--- start ---

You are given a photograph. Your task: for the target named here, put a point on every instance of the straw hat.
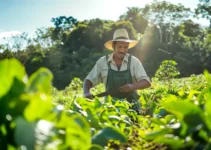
(122, 36)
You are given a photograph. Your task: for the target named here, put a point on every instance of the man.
(121, 73)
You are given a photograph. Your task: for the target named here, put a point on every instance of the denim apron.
(117, 79)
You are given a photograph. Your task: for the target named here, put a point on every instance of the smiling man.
(121, 73)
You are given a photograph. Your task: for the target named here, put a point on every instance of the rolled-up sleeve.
(139, 71)
(94, 75)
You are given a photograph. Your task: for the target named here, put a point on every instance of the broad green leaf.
(172, 141)
(10, 69)
(39, 106)
(77, 131)
(108, 133)
(94, 122)
(184, 110)
(156, 134)
(40, 81)
(96, 147)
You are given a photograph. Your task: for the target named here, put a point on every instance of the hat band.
(121, 38)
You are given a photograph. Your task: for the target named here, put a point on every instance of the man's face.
(120, 49)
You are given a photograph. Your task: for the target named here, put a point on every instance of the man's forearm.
(141, 85)
(87, 86)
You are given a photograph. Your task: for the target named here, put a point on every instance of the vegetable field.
(176, 114)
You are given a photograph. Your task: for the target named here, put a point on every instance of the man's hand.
(127, 88)
(88, 95)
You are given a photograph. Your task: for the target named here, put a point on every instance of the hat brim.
(132, 43)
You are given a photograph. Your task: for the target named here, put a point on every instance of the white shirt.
(99, 72)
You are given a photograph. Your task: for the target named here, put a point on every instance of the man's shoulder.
(102, 59)
(134, 58)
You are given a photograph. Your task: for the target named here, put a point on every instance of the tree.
(165, 16)
(204, 9)
(135, 17)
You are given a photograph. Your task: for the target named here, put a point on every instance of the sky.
(18, 16)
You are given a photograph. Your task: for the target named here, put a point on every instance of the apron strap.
(109, 66)
(129, 61)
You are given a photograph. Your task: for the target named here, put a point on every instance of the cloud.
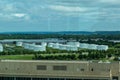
(110, 1)
(67, 8)
(14, 16)
(19, 15)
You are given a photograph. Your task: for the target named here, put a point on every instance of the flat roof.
(45, 61)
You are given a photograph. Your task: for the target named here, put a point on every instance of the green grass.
(16, 57)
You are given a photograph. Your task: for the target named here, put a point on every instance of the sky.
(59, 15)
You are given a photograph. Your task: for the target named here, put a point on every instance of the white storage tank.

--- end ---

▸ Aim of the task: Reproduce every line of the material above word for word, leaving out the pictures.

▸ The completed task:
You are given a photograph. Your task: for the target named here, put a point on every instance of the straw hat.
(122, 36)
You are given a photograph. Your task: for the target named here, put a point on every instance of the man.
(121, 73)
You are given a photograph. Your task: for the target named here, put a point on every instance of the denim apron.
(117, 79)
You are given a photograph. Your task: for the target named here, put a point on every instance of the smiling man.
(121, 73)
You are given a photograph. Your task: for the target named here, put a point on every instance of the rolled-up sleeve.
(139, 71)
(94, 75)
You are given a photograph. Your task: for the target named here, put a point on every instance of the broad green leaf.
(172, 141)
(10, 69)
(39, 106)
(77, 131)
(108, 133)
(94, 122)
(184, 110)
(156, 134)
(40, 81)
(96, 147)
You are given a photograph. Your task: for the target named here, put a point on every instance of the hat band.
(121, 38)
You are given a photograph. Your task: for the target named here, put a point on every instance of the man's face.
(120, 49)
You are given a photograph. Your task: for the target named here, put a point on every instance of the man's forearm.
(141, 85)
(87, 86)
You are given a photograph. Your task: for the target named here, put a point on every instance of the vegetable field.
(176, 114)
You are given a photograph. Your task: for the target named here, put a point on every instance of the man's hand.
(127, 88)
(88, 95)
You are given a photograph. Your task: for the target named here, put a point on every instance of the hat brim.
(132, 43)
You are given a photograph. Your task: for the target named here, put a point on every instance of the white shirt.
(99, 72)
You are given a photograph. Your task: for the target named here, put a point on every instance of the man's shoulder.
(102, 59)
(134, 58)
You are given a photograph. Your task: for the target named here, put a point on every instance of the tree.
(165, 16)
(204, 9)
(135, 17)
You are given a photograph. Your task: for the target named here, put a point on every instance of the sky.
(18, 16)
You are given a photograph. Your task: for the target named here, put a point on every instance of the apron strap.
(109, 66)
(129, 61)
You are given a photograph. Your task: for the target named here, put a point on every instance of the cloud.
(110, 1)
(67, 8)
(14, 16)
(19, 15)
You are given a photograph. Your task: for the target named here, put a point on every instance of the flat roof.
(45, 61)
You are given a photograph. Your task: for the target named here, put a point on every instance of the green grass.
(16, 57)
You are given a photograph. Your task: for the target named here, put a point on every instance of the sky.
(59, 15)
You are given a photograph. Your task: for the target named here, put a point on every instance of the white storage tank.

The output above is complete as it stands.